## Task
Show every line of the listing that contains the word "truck", treating uppercase and lowercase letters as different.

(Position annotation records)
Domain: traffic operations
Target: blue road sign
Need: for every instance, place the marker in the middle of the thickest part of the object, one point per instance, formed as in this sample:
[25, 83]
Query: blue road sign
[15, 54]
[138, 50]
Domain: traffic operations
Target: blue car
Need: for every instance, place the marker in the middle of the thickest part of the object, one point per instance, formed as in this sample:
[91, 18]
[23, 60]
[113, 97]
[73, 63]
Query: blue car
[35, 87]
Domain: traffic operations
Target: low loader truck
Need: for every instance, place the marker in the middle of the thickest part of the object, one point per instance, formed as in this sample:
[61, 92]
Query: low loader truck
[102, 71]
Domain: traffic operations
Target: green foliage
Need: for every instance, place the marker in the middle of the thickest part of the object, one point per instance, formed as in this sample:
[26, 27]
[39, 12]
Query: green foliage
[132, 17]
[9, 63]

## Task output
Target: low loader truck
Query: low loader truck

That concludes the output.